* [WHAT THE EXERCISE ASKS]: Which lines run from the start of the data below to the line containing "Find the hillside"? Set them down exactly, with none added.

* [Collected data entries]:

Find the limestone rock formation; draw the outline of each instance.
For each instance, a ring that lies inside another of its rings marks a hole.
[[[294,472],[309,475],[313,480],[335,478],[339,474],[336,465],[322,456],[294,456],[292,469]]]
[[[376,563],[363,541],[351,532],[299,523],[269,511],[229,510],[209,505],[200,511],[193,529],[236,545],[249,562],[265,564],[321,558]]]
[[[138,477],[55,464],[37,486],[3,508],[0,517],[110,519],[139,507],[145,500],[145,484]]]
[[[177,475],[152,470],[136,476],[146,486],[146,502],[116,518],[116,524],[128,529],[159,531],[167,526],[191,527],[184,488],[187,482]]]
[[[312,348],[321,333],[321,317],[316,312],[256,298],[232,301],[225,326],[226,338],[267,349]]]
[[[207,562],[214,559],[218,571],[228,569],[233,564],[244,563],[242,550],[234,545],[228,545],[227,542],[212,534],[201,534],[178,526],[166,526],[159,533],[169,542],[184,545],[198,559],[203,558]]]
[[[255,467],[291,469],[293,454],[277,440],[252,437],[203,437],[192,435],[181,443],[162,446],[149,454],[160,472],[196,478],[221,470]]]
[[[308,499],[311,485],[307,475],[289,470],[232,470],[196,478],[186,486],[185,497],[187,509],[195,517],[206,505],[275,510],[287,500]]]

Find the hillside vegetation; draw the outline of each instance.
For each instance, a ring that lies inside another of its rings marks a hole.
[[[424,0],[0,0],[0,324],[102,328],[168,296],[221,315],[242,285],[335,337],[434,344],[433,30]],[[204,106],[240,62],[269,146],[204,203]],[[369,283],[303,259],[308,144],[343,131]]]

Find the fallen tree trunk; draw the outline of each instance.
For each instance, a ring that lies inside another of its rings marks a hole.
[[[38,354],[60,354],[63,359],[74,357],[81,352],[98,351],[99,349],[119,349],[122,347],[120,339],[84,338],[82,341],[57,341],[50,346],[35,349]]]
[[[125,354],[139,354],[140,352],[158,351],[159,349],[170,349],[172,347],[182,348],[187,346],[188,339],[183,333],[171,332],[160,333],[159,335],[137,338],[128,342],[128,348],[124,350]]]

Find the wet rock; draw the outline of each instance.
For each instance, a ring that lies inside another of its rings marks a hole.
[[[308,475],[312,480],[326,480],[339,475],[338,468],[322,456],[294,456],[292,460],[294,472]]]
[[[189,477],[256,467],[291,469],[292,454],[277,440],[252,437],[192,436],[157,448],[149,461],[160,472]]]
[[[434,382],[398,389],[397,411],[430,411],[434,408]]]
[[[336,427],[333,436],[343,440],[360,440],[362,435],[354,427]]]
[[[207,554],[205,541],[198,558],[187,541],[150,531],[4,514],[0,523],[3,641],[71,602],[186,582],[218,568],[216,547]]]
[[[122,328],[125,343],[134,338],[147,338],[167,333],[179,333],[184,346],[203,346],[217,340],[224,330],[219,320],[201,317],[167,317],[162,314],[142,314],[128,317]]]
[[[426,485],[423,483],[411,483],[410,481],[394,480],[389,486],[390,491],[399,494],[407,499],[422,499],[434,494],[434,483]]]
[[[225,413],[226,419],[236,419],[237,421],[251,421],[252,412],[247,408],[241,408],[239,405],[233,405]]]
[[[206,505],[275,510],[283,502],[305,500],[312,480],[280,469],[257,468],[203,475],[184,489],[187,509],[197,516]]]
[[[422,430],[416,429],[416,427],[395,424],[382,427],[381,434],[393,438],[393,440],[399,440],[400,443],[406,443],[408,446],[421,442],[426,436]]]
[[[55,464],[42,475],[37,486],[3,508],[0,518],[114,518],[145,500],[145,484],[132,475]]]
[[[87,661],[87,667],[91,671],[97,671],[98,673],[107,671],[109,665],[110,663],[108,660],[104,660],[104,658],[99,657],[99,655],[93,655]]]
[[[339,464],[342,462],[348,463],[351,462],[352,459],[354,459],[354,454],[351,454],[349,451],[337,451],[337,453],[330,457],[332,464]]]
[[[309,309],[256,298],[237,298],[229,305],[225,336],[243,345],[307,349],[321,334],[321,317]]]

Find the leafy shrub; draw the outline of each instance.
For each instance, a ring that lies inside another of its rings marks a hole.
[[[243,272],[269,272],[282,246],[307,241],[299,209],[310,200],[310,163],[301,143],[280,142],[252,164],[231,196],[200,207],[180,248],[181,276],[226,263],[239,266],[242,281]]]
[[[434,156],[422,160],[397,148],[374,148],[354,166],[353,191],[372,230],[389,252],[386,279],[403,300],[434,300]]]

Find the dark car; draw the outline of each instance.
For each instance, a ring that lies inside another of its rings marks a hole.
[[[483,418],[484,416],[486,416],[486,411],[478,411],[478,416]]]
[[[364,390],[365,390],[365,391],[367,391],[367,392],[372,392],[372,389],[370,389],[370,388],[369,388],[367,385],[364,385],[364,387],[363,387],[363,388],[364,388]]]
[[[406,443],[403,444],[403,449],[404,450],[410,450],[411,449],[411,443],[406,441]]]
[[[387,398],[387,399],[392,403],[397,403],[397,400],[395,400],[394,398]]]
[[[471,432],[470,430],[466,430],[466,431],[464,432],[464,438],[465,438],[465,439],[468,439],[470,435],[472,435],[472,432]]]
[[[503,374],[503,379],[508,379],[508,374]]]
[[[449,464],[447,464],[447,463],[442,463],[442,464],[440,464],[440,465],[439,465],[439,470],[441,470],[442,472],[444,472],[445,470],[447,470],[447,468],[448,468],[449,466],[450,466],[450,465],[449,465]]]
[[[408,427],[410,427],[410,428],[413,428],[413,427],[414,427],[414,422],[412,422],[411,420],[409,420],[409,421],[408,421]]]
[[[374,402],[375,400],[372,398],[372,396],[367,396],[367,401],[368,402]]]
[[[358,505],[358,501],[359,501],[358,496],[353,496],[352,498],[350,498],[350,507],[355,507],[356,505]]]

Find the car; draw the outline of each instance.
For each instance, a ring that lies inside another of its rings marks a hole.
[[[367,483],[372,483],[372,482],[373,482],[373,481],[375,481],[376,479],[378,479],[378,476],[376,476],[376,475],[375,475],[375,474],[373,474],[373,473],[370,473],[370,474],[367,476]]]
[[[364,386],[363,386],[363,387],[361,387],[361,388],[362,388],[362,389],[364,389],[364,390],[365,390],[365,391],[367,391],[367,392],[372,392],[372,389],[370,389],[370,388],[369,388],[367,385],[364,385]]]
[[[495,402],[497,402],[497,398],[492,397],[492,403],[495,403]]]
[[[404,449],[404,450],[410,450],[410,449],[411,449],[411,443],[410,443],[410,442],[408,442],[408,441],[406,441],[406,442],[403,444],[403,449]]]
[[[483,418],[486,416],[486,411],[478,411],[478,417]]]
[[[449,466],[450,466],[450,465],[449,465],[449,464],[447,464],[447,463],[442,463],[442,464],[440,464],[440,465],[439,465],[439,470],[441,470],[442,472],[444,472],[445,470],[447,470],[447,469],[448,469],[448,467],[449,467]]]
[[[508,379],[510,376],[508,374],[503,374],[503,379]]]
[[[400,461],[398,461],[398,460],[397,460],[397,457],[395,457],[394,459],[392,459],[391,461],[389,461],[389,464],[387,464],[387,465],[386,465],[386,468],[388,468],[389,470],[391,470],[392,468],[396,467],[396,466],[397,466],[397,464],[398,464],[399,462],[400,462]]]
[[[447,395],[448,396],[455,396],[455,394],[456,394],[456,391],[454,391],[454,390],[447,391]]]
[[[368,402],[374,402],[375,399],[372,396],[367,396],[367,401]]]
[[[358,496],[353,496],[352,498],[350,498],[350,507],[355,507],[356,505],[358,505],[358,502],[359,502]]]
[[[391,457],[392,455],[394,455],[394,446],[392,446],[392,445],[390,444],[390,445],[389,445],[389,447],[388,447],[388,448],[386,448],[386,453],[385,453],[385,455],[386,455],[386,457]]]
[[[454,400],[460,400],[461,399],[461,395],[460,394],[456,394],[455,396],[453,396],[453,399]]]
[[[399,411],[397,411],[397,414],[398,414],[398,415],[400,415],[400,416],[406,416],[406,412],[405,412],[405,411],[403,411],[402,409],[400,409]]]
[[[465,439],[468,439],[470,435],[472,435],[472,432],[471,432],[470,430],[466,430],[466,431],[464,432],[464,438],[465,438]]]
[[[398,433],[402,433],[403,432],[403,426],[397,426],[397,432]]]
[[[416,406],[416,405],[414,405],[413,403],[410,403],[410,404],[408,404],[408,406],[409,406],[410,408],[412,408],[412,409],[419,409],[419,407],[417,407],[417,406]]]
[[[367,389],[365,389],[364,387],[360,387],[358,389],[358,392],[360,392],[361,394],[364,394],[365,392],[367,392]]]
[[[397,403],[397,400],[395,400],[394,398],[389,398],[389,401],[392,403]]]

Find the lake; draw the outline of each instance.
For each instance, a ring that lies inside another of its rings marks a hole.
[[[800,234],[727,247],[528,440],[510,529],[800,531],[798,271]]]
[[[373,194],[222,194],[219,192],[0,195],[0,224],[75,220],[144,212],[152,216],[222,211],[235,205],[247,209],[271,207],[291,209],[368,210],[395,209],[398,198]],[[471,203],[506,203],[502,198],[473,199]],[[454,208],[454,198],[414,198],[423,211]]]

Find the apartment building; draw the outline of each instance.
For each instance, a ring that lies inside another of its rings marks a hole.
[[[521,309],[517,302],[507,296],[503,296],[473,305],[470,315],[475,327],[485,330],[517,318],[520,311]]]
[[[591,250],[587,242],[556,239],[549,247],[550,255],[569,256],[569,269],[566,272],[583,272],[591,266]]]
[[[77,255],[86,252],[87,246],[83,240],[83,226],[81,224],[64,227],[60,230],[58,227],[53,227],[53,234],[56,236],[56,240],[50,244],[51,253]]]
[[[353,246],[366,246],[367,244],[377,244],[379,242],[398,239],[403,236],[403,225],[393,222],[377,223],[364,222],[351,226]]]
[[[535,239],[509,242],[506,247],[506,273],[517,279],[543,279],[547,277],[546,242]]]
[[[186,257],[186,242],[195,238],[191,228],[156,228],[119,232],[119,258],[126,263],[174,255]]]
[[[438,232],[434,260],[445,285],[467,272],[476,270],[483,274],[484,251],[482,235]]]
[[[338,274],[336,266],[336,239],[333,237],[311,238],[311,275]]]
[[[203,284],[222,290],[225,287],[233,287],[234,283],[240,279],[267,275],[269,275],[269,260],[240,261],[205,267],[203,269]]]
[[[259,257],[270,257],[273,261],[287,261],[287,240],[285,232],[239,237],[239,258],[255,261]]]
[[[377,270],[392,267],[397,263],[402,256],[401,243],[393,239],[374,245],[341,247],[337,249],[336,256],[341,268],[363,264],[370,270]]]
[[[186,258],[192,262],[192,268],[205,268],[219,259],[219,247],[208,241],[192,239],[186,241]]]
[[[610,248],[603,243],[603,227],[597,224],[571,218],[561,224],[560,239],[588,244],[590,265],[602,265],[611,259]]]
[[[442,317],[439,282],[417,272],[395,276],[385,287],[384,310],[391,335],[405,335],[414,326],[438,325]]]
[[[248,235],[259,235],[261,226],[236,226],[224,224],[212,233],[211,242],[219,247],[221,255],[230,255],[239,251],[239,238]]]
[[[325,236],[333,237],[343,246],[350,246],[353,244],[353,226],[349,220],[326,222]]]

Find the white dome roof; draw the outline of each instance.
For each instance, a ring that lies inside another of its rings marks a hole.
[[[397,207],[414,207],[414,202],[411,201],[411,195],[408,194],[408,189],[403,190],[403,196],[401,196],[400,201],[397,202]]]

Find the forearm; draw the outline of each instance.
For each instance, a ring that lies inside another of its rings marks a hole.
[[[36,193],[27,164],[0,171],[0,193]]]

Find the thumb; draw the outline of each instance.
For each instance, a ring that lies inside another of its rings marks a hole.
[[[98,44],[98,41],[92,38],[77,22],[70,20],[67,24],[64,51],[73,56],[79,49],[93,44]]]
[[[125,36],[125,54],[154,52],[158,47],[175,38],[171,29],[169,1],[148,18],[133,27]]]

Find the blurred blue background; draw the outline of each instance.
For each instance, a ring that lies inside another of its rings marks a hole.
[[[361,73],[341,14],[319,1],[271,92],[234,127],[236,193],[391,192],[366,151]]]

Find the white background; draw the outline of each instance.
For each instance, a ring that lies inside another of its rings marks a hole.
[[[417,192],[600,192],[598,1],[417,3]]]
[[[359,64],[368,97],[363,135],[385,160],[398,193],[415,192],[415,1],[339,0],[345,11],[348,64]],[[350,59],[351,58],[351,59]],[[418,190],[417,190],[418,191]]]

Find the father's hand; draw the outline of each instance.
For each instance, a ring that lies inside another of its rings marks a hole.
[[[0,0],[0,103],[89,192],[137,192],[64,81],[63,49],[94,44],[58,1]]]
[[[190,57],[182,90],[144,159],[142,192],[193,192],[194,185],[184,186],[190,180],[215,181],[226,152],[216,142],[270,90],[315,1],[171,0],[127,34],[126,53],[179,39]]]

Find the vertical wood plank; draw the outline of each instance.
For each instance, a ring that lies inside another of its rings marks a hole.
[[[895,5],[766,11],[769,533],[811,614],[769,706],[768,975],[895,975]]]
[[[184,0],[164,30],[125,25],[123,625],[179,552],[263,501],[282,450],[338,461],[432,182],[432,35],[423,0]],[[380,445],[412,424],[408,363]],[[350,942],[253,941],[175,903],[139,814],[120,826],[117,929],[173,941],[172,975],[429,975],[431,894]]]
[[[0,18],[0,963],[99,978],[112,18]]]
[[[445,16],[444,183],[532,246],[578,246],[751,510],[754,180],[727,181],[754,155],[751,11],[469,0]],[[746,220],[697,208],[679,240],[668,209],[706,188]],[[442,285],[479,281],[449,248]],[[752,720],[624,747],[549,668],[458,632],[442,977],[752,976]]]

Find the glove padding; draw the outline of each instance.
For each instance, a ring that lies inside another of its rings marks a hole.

* [YOUR SOLUTION]:
Find the limestone rock formation; draw the outline of each instance.
For each instance, a ring that lies inside another of its rings marks a hole.
[[[294,472],[309,475],[313,480],[335,478],[339,474],[336,465],[322,456],[294,456],[292,469]]]
[[[376,563],[363,541],[351,532],[299,523],[269,511],[229,510],[209,505],[200,511],[193,529],[236,545],[249,562],[265,564],[321,558]]]
[[[138,477],[55,464],[37,486],[3,508],[0,517],[110,519],[139,507],[145,500],[145,484]]]
[[[177,475],[152,470],[136,476],[146,486],[146,502],[116,518],[116,524],[128,529],[159,531],[167,526],[191,527],[184,488],[187,482]]]
[[[312,348],[321,333],[321,317],[316,312],[256,298],[232,301],[225,326],[226,338],[267,349]]]
[[[207,562],[214,559],[218,571],[228,569],[233,564],[244,563],[242,550],[234,545],[228,545],[227,542],[212,534],[201,534],[178,526],[166,526],[159,533],[169,542],[184,545],[198,559],[203,558]]]
[[[255,467],[291,469],[293,454],[277,440],[252,437],[203,437],[192,435],[181,443],[162,446],[149,454],[160,472],[196,478],[221,470]]]
[[[308,499],[311,485],[307,475],[289,470],[232,470],[196,478],[186,486],[185,497],[187,509],[195,517],[206,505],[275,510],[287,500]]]

Find the hillside vegetation; draw the outline of each instance.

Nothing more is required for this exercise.